PyRHE is a unified and efficient Python framework for genomics heritability estimation. It provides a modular and extensible platform for implementing various genetic architecture estimation models and computation optimizations for large-scale genomic data.
The full documentation is available at pyrhe.readthedocs.io.
pip install pyrhe
# Also install proper version of PyTorch from https://pytorch.org/
Run PyRHE as follows:
python run_rhe.py <command_line arguments>
Alternatively, you may run PyRHE using a newline-separated config file:
python run_rhe.py --config <config file>
model: The model to run (e.g., rhe, rhe_dom, genie).
genotype (-g): The path of PLINK BED genotype file
phenotype (-p): The path of phenotype file
covariate (-c): The path of covariate file
annotation (-annot): The path of genotype annotation file.
num_vec (-k): The number of random vectors (10 is recommended).
num_block (-jn): The number of jackknife blocks (100 is recommended).
The higher the number of jackknife blocks, the higher the memory usage.
output (-o): The path of the output file prefix
streaming: Whether to use the streaming version or not
num_workers: The number of workers
seed (-s): The random seed
device: Device to use (cpu or gpu)
Using CPU already enables great performance. You can further improve performance using GPU
cuda_num: CUDA number of GPU
geno_impute_method: How to impute missing genotype ("binary" (binary imputation) or "mean" (mean imputation))
cov_impute_method: How to impute missing covariate ("ignore" (ignore individuals with missing covariate) or "mean" (mean imputation))
samp_prev: Sample prevalence of binary phenotype (for conversion to liability scale)
pop_prev: Population prevalence of binary phenotype (for conversion to liability scale)
trace (-tr): Save the stochastic trace estimates as trace summary statistics (.trace) with metadata (.MN)
trace_dir: Directory to save the trace estimates
Please refer to the example for a list of configuration files for running RHE, RHE_DOM, and GENIE, and their respective outputs.

• **WORK REQUIRED**:
In the PyRHE documentation, list every argument whose description begins with "The path of". The entries that follow were taken from a separate source.

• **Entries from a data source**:
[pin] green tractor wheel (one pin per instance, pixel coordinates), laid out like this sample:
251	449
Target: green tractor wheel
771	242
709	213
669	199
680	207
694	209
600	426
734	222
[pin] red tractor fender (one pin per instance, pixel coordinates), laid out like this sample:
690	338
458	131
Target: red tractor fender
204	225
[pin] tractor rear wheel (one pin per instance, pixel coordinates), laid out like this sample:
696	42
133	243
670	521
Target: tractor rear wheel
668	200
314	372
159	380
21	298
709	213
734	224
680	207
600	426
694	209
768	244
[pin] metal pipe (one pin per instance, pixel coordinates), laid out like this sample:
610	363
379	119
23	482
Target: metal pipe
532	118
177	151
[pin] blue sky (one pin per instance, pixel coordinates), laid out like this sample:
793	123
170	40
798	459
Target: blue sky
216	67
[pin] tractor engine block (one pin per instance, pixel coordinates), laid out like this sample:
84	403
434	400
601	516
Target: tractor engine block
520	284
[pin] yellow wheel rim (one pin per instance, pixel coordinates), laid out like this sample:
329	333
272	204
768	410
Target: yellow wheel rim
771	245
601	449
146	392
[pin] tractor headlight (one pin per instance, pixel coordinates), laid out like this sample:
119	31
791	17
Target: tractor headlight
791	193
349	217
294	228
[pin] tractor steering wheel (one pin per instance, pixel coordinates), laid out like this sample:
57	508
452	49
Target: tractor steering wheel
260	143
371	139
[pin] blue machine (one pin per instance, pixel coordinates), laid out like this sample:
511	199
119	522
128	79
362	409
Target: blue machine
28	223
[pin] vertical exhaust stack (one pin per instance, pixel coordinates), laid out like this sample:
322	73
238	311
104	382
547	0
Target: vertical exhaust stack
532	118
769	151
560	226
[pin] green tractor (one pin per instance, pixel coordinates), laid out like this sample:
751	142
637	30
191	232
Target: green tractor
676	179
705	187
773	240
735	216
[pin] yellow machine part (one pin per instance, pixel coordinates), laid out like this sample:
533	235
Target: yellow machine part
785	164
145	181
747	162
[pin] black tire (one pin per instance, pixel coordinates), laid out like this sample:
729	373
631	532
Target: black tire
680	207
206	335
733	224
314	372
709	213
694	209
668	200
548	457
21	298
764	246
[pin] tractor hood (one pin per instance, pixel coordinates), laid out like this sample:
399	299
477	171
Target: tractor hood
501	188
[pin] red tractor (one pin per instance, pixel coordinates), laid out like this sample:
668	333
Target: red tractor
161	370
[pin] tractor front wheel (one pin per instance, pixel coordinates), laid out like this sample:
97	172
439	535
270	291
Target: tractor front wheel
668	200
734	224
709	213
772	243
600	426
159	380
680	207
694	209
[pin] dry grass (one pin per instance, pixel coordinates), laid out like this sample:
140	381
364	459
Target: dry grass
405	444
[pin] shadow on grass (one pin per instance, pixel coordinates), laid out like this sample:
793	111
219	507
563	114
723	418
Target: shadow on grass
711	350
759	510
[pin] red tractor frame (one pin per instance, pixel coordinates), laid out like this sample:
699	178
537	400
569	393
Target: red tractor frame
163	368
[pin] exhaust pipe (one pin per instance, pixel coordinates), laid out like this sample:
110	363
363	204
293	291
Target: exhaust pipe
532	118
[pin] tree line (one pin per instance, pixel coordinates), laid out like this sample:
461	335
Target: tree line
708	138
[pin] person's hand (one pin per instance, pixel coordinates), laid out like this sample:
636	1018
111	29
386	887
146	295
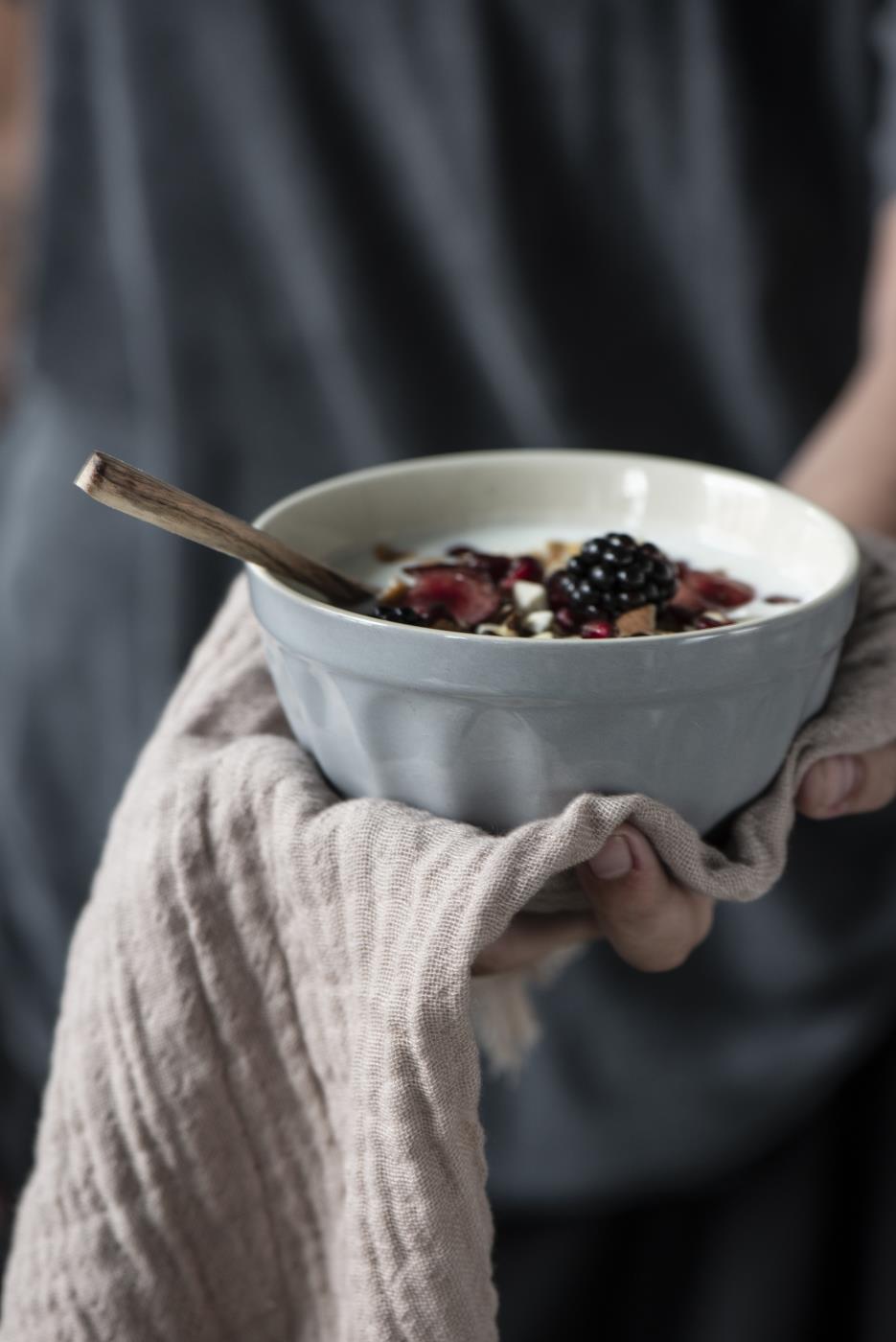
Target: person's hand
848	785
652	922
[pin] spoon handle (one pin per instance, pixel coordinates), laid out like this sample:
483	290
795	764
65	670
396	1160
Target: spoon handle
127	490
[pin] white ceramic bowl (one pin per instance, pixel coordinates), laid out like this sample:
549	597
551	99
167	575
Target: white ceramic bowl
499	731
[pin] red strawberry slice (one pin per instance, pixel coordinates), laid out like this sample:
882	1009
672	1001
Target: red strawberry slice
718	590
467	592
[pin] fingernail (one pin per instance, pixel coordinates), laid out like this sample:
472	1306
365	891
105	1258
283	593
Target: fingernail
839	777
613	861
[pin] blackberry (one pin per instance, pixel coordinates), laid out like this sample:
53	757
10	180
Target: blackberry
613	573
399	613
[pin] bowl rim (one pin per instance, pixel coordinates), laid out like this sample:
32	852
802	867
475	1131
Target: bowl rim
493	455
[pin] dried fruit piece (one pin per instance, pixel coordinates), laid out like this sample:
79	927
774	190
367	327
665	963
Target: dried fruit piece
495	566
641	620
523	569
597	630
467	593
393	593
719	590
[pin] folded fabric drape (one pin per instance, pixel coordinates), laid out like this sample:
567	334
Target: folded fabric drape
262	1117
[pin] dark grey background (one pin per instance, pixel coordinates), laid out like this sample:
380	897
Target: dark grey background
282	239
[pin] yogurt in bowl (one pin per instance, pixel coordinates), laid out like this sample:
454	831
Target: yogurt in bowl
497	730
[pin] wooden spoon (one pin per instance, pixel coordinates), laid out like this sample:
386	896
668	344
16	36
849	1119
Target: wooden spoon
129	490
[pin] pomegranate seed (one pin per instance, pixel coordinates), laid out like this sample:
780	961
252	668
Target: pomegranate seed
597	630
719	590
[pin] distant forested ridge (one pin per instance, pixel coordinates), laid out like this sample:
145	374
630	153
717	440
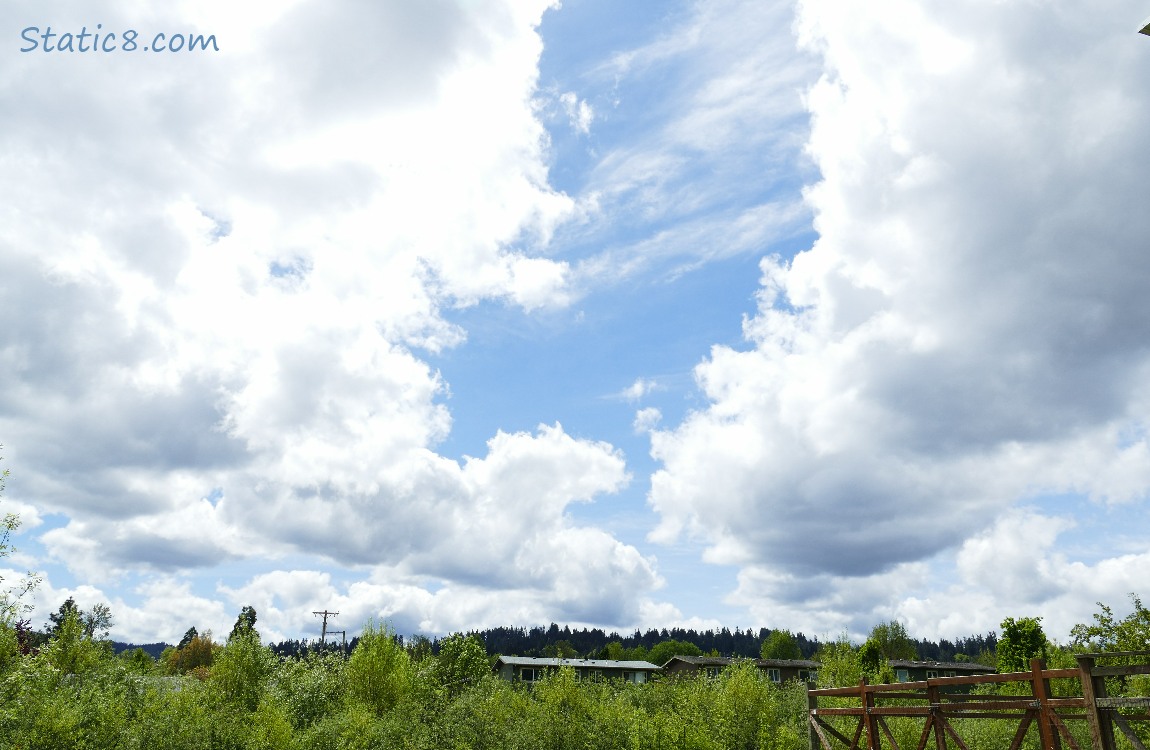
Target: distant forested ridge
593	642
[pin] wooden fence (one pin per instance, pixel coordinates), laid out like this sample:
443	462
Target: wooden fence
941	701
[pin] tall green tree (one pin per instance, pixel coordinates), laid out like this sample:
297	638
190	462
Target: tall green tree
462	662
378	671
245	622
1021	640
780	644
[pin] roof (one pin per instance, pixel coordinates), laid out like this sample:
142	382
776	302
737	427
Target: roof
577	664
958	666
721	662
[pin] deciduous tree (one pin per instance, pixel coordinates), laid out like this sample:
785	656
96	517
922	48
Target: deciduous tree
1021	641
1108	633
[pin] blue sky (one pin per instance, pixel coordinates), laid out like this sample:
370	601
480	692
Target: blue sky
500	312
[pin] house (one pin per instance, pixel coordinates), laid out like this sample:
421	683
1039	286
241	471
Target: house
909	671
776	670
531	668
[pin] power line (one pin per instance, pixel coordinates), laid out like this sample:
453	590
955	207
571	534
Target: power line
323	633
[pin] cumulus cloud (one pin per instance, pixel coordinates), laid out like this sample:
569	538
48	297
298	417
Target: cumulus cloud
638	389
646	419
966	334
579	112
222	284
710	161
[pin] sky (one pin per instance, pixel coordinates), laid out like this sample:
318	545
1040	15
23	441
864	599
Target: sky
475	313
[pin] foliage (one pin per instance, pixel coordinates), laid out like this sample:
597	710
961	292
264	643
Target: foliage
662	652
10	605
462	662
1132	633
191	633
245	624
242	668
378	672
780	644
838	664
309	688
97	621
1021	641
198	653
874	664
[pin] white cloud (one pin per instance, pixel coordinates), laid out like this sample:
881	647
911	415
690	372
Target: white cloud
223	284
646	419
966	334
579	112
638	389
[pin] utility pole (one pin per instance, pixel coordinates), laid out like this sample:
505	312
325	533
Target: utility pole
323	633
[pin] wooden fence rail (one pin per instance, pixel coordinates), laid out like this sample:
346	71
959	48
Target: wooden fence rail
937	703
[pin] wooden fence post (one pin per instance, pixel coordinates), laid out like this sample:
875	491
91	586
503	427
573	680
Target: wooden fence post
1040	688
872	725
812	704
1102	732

• **EXERCISE RESPONSE**:
genotype (-g), phenotype (-p), covariate (-c), annotation (-annot), output (-o)